Challenge> In the forum thread "The real Scott Harmon," who does Scott Harmon say made the uncalled-for comments?

Quoted passage>
# The real Scott Harmon



## scottmh59 (Jul 13, 2009)

Greetings, To all on this forum,masons and non masons alike.

My name is Scott Harmon,and it has come to my attention that some comments were made here that were not called for at all. I'm writing this to defend my name and set the record straight. Someone who had access to my computer and email made a very poor choice to make light of the forum and its integrity. I have identified the individual and can give my positive assurance that such actions will never happen again.

Masonry is something that i take very seriously and i have nothing but respect for all masons and their opinions,no matter how great mine and theirs may differ.i would never do anything to dishonor this great fraternity and its members.

Once again sorry for any inconvenience this may have caused,and keep up the good work you all are doing here.

Fraternally yours,

Scott Harmon


----------



## TCShelton (Jul 13, 2009)

Will the real Scott Harmon please stand up? lol

Well said, Brother.


----------



## nick1368 (Jul 13, 2009)

welcome back


----------



## rhitland (Jul 13, 2009)

hated that this happened to you Brother Scott, glad to have you on here so Brothers abroad can get to know you like Tom and I do so get to posting!


----------



## Blake Bowden (Jul 13, 2009)

Welcome aboard Brother Scott!


----------



## owls84 (Jul 13, 2009)

Welcome Scott. You have a lot of catching up to do so get to it.


----------



## RJS (Jul 13, 2009)

Welcome!


----------



## Bro. Stewart P.M. (Jul 13, 2009)

Welcome Brother Scott!!


----------



## Bill Lins (Jul 13, 2009)

Just remember- DON'T pi$$ off Blake!  ;-)


----------



## Bro. Kurt P.M. (Jul 14, 2009)

Welcome to the Forums !


----------



## scottmh59 (Jul 14, 2009)

Bill_Lins77488 said:


> Just remember- DON'T pi$$ off Blake!  ;-)

Source data>
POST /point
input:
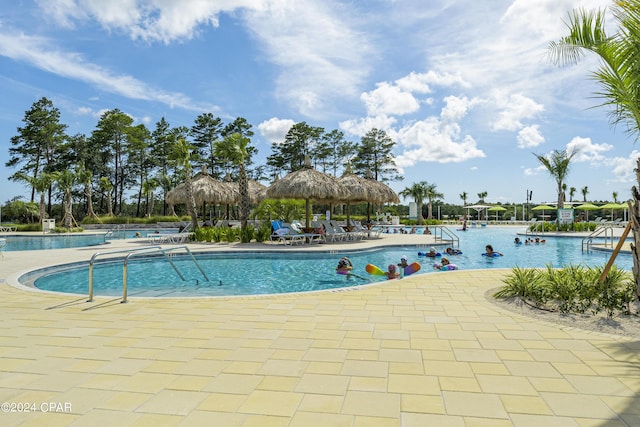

Exercise output> Someone who had access to his computer and email.